▶ [PROBLEM DETAILS] Each entry that follows is to be retyped exactly. Pictures do not belong in the copy.

--*--

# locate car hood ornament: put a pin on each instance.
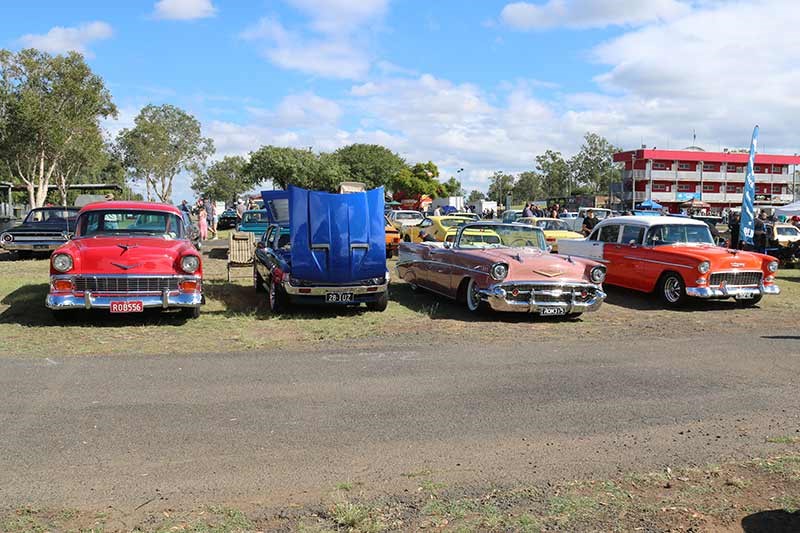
(126, 267)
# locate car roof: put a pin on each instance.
(130, 205)
(651, 221)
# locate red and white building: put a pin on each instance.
(671, 177)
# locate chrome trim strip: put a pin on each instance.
(658, 262)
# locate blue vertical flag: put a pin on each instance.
(747, 225)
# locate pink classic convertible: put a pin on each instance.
(506, 267)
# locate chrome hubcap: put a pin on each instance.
(672, 289)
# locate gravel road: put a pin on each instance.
(282, 427)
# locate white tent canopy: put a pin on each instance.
(788, 210)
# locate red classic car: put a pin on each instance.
(506, 267)
(125, 257)
(677, 257)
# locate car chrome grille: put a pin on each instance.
(545, 294)
(747, 278)
(122, 284)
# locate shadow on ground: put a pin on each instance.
(26, 308)
(778, 521)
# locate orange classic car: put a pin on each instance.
(506, 267)
(676, 257)
(392, 238)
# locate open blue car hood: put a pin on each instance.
(276, 204)
(337, 238)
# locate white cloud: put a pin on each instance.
(589, 13)
(333, 46)
(184, 9)
(60, 39)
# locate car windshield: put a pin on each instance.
(255, 217)
(679, 234)
(51, 215)
(130, 221)
(452, 222)
(475, 236)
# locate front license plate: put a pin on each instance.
(339, 297)
(127, 307)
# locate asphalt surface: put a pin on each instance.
(275, 428)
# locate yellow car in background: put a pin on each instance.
(437, 227)
(553, 228)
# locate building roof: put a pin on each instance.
(652, 221)
(692, 154)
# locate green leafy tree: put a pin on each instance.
(452, 187)
(50, 111)
(371, 164)
(500, 184)
(164, 142)
(528, 186)
(475, 195)
(555, 174)
(86, 157)
(292, 166)
(224, 179)
(593, 165)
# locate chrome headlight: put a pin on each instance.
(62, 262)
(597, 274)
(499, 271)
(190, 264)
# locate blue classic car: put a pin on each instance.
(43, 230)
(255, 221)
(323, 248)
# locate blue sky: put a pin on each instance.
(480, 85)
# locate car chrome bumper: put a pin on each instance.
(732, 292)
(497, 296)
(165, 300)
(293, 290)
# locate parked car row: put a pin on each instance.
(331, 249)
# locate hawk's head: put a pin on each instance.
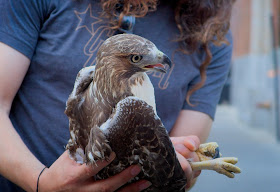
(128, 54)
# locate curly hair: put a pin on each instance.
(200, 22)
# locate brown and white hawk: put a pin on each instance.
(112, 108)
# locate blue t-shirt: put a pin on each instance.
(61, 37)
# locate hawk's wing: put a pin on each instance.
(137, 136)
(78, 136)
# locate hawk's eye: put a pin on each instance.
(135, 58)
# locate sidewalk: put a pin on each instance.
(257, 151)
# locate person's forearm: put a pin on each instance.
(18, 164)
(192, 123)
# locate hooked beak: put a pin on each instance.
(160, 66)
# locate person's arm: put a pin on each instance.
(191, 128)
(20, 166)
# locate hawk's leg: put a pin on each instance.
(210, 159)
(98, 146)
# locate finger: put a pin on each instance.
(115, 182)
(231, 168)
(225, 172)
(137, 186)
(196, 174)
(192, 142)
(232, 160)
(185, 166)
(183, 150)
(87, 171)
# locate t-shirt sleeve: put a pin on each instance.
(20, 23)
(206, 98)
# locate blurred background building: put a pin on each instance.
(247, 123)
(253, 85)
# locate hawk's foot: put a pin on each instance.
(208, 151)
(225, 165)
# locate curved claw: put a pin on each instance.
(223, 166)
(217, 153)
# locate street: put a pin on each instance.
(257, 151)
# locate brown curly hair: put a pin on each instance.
(199, 22)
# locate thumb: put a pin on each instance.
(192, 142)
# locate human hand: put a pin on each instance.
(185, 148)
(67, 175)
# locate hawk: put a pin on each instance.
(112, 108)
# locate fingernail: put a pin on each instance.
(112, 156)
(192, 143)
(135, 170)
(144, 185)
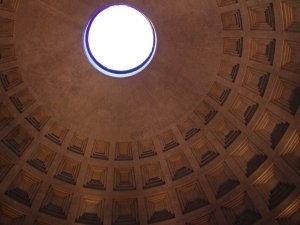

--*--

▶ [PROBLEM SOLUTION]
# locate car hood ornament: put a pin on each instance.
(126, 267)
# locate car roof: put a pin on each instance.
(130, 205)
(651, 221)
# locate red and white building: put a pin on each instance.
(671, 177)
# locate chrome trim strip: put a pin on each instance.
(658, 262)
# locate blue vertical flag: put a pin on each instance.
(747, 225)
# locate pink classic convertible: put a pin on each instance.
(506, 267)
# locate chrome hubcap: put a pin on each instance.
(672, 289)
# locate gravel road: put a pin on each instance.
(282, 427)
# locate white tent canopy: put a pin on each instance.
(788, 210)
# locate red classic car: put a pin on each instance.
(506, 267)
(125, 257)
(677, 257)
# locate car chrome grille: put a pin on each instance.
(545, 294)
(747, 278)
(122, 284)
# locate shadow on ground: put a pin on each instance.
(26, 308)
(778, 521)
# locate orange classic car: put a pin on each instance.
(506, 267)
(676, 257)
(392, 238)
# locate open blue car hood: put a pin on each instance.
(276, 204)
(337, 238)
# locate white cloud: put a pin on each instance.
(589, 13)
(333, 46)
(184, 9)
(60, 39)
# locate car windshield: put a pin on each instance.
(255, 217)
(679, 234)
(51, 215)
(130, 221)
(452, 222)
(475, 236)
# locate front license plate: put a pin on each instance.
(339, 297)
(127, 307)
# locate asphalt surface: put a pin on each instance.
(275, 428)
# locate yellow car in background: put a pin on each instance.
(437, 227)
(553, 228)
# locate building roof: put a pin on each instance.
(652, 221)
(692, 154)
# locate green leafy tree: put a pin on each instance.
(452, 187)
(50, 111)
(371, 164)
(500, 184)
(164, 142)
(528, 186)
(475, 195)
(555, 174)
(86, 157)
(292, 166)
(224, 179)
(593, 165)
# locate chrome headlight: put a pin on each instance.
(62, 262)
(597, 274)
(499, 271)
(190, 264)
# locate blue classic car: put a pin on each instance.
(43, 230)
(255, 221)
(323, 248)
# locate blue sky: put a pin on each instance.
(480, 85)
# locate car chrome bumper: put a pin on each instance.
(732, 292)
(497, 296)
(165, 300)
(293, 290)
# locate parked car row: put a pin on each instance.
(331, 249)
# locate hawk's head: put a pin on each instance.
(128, 54)
# locate curly hair: put a pin on each instance.
(200, 22)
# locate brown and white hawk: put a pin on each instance.
(112, 108)
# locate blue t-shirt: put a pin on each instance.
(61, 37)
# locate hawk's wing: put a pin on each instance.
(137, 136)
(78, 136)
# locate hawk's eye: put a pin on each instance.
(135, 58)
# locate sidewalk: put a pin on each instance.
(257, 151)
# locate person's forearm: put a pin on each instance.
(18, 164)
(192, 123)
# locate hooked beak: put a pin on each instance.
(160, 66)
# locate person's arm: put a pin on each instance.
(191, 128)
(20, 166)
# locate hawk's leg: put a pin on each instance.
(210, 159)
(98, 146)
# locate finger: put a pin on each instance.
(115, 182)
(231, 168)
(225, 172)
(137, 186)
(196, 174)
(192, 142)
(232, 160)
(185, 166)
(183, 150)
(87, 171)
# locate t-shirt sleeve: put a pin on each instance.
(20, 23)
(206, 98)
# locate blurred background building: put a pin on each instance.
(247, 123)
(253, 85)
# locate hawk's foot: put a pin on each instance.
(208, 151)
(225, 165)
# locate curved claw: put a pin on each instance.
(223, 166)
(217, 153)
# locate street: put a pin on each instance.
(257, 151)
# locate brown curly hair: put a pin on each instance.
(199, 22)
# locate thumb: put a pin on each instance.
(192, 142)
# locate human hand: put a pin on each instance.
(185, 148)
(67, 175)
# locate hawk: put a pin on each instance.
(112, 108)
# locate fingernail: put a pin on each instance.
(112, 156)
(192, 143)
(135, 170)
(144, 185)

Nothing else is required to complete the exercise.